-- WHAT THE EXERCISE ASKS --
Write the next part of the article on companies getting too little value from their analytics platforms, beginning right after its last sentence.

-- PROVIDED TEXT --

^^^^^^^^^^^^^^^^

The state of the analytics union


Gartner recently published a study "Marketing Data and Analytics Survey 2020" that finds that most clients aren't getting the value they expected from their analytics implementations.

The results of the study are not entirely surprising and represent a huge opportunity for analytics experts. I have first-hand knowledge of multi-billion dollar companies that have purchased Adobe Analytics (AA) but are grossly under-investing in qualified resources to implement and support the platform. 

They hire resources that are not required to be experts in AA with the expectation that they can learn on the job, just to save a few dollars in hourly rates. Big mistake! It’s like buying a Ferrari and then filling it up with regular gas and taking it to the local mechanic for service.  Upskilling in-house talent can only work if you have core expertise in-house (or contracted). But we’re often seeing clients who are lacking that in-house expertise and leaving their resources to fend for themselves.

^^^^^^^^^^^^^^^^

-- STORED DATA --
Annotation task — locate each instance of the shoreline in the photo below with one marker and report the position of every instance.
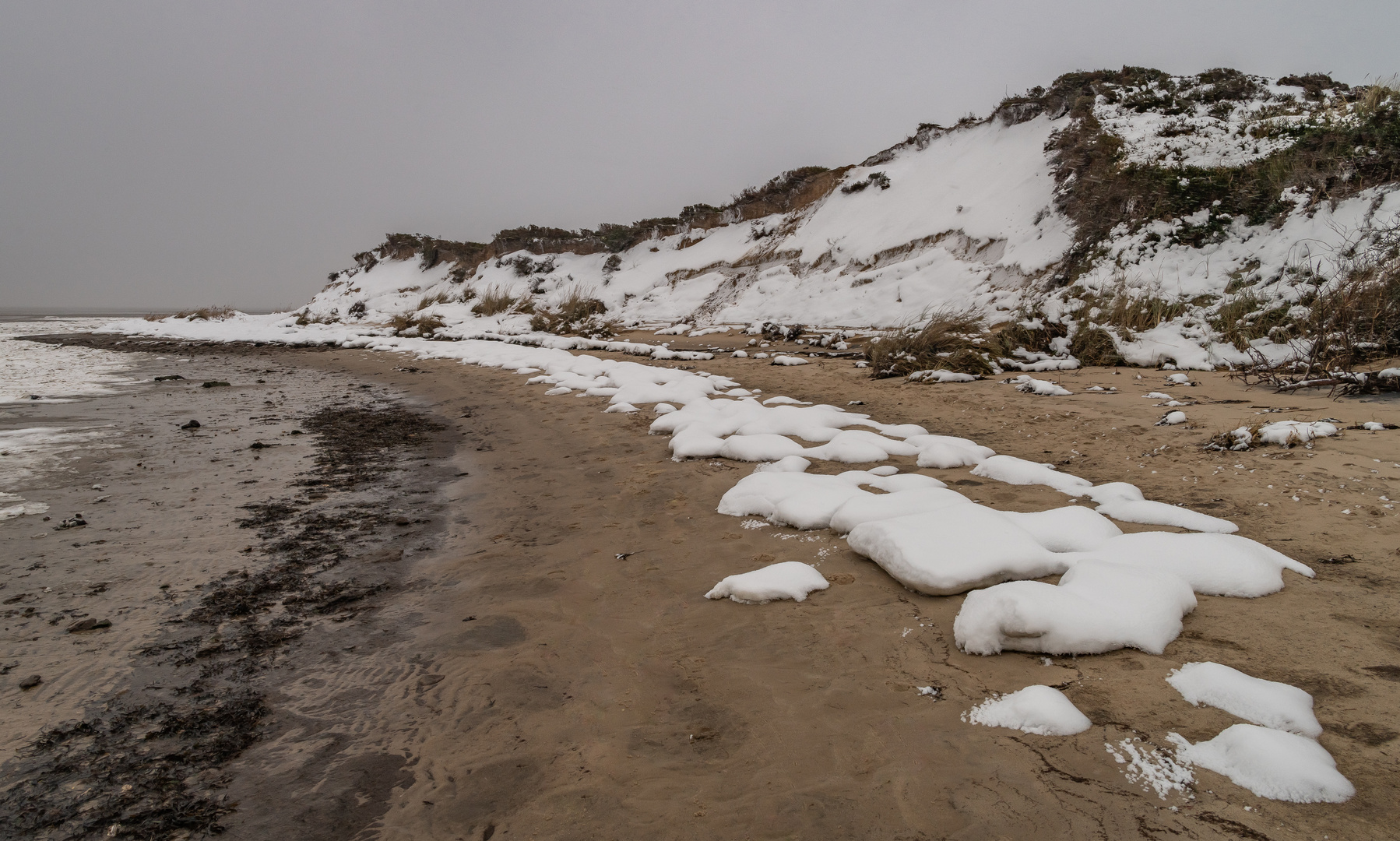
(805, 713)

^^^^^^^^^^^^^^^^

-- EXERCISE RESPONSE --
We, the analytics community, need to continue to coach these clients on how not to be penny wise and pound foolish. 

Secondly, the human race is still learning to interpret data correctly and trust what it’s telling us (confirmation bias). It’s human nature to second guess the machine. For example, there are many studies that show that machines are able to diagnose cancer with a higher level of certainty than doctors. However, patients still trust doctors more than they trust machines. Apparently, because machines can be wrong. Except that doctors can be wrong more often (they are human, after all).